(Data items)
-- Start --
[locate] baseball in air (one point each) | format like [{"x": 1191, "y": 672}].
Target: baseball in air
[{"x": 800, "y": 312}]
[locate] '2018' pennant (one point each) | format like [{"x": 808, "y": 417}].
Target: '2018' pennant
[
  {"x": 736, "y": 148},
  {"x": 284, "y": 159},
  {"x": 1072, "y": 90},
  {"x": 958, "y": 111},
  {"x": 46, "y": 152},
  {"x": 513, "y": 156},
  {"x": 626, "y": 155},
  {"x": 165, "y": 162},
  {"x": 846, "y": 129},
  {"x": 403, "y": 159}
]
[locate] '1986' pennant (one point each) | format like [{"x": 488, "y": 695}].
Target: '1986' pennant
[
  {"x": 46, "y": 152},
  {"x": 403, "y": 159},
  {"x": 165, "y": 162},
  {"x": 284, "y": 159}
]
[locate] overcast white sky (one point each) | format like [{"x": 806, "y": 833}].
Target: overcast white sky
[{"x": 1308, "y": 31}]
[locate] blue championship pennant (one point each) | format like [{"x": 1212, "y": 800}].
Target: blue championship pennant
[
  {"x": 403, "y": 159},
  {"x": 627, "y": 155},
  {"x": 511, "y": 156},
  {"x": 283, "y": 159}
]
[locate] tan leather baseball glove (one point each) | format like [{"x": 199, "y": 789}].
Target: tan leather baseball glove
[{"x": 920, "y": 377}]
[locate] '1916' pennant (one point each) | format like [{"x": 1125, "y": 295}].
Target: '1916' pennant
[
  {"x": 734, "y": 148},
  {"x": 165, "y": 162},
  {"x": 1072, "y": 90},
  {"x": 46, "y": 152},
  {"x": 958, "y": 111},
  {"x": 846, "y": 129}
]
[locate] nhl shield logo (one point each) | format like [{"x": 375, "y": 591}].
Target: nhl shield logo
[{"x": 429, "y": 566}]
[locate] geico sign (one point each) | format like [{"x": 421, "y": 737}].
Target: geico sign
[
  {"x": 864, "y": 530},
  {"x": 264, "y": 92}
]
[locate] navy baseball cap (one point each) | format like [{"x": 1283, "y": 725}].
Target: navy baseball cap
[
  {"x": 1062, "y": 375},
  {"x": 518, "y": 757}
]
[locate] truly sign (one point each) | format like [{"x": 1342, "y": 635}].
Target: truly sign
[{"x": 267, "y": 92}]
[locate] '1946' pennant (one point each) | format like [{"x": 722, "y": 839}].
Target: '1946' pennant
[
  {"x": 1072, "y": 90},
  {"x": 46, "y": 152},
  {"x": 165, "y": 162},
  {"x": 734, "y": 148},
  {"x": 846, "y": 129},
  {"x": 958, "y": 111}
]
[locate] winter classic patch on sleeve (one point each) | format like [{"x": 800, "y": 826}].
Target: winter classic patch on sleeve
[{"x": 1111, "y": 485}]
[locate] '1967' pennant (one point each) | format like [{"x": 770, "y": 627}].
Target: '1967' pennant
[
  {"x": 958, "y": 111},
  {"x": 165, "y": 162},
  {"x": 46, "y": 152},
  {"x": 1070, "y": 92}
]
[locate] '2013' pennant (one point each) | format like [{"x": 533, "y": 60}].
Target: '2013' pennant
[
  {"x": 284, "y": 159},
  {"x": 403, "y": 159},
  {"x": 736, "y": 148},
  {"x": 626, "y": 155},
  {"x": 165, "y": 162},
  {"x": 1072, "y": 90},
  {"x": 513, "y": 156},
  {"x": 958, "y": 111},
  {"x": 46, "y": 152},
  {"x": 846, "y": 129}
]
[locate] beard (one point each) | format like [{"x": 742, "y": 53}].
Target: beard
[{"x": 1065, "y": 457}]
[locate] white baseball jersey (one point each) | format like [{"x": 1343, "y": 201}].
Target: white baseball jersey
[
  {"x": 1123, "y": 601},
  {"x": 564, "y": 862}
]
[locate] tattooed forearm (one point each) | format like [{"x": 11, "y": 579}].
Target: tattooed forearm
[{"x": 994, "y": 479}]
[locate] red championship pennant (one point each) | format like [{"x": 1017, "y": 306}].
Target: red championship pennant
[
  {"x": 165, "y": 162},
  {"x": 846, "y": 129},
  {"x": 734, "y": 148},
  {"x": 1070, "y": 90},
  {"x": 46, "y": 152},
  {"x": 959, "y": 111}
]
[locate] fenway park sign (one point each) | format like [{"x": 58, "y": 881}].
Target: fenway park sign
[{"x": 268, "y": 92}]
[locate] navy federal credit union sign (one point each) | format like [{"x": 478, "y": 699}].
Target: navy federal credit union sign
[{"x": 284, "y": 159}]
-- End --
*Task requirements*
Please output the lines of the listing as a numbered list, omitting blank lines: begin at the line that contains "[locate] beard (one" and continue to the last line of the listing.

*Full output*
1. [locate] beard (one point each) | format like [{"x": 742, "y": 53}].
2. Target: beard
3. [{"x": 1065, "y": 457}]
4. [locate] white baseball jersey (one point each) | format like [{"x": 1343, "y": 201}].
5. Target: white baseball jersey
6. [
7.   {"x": 1123, "y": 601},
8.   {"x": 564, "y": 862}
9. ]
10. [locate] tattooed forearm (one point each) | format like [{"x": 11, "y": 579}].
11. Target: tattooed forearm
12. [{"x": 994, "y": 479}]
13. [locate] red championship pennant (one point each) | format like [{"x": 1017, "y": 306}].
14. Target: red championship pennant
15. [
16.   {"x": 165, "y": 162},
17.   {"x": 846, "y": 129},
18.   {"x": 734, "y": 148},
19.   {"x": 1070, "y": 90},
20.   {"x": 46, "y": 152},
21.   {"x": 959, "y": 111}
22. ]
23. [locate] fenway park sign (one point each) | format like [{"x": 58, "y": 881}].
24. Target: fenway park sign
25. [{"x": 268, "y": 92}]
26. [locate] navy federal credit union sign (one point each) | format like [{"x": 478, "y": 699}].
27. Target: navy federal credit union sign
28. [{"x": 284, "y": 159}]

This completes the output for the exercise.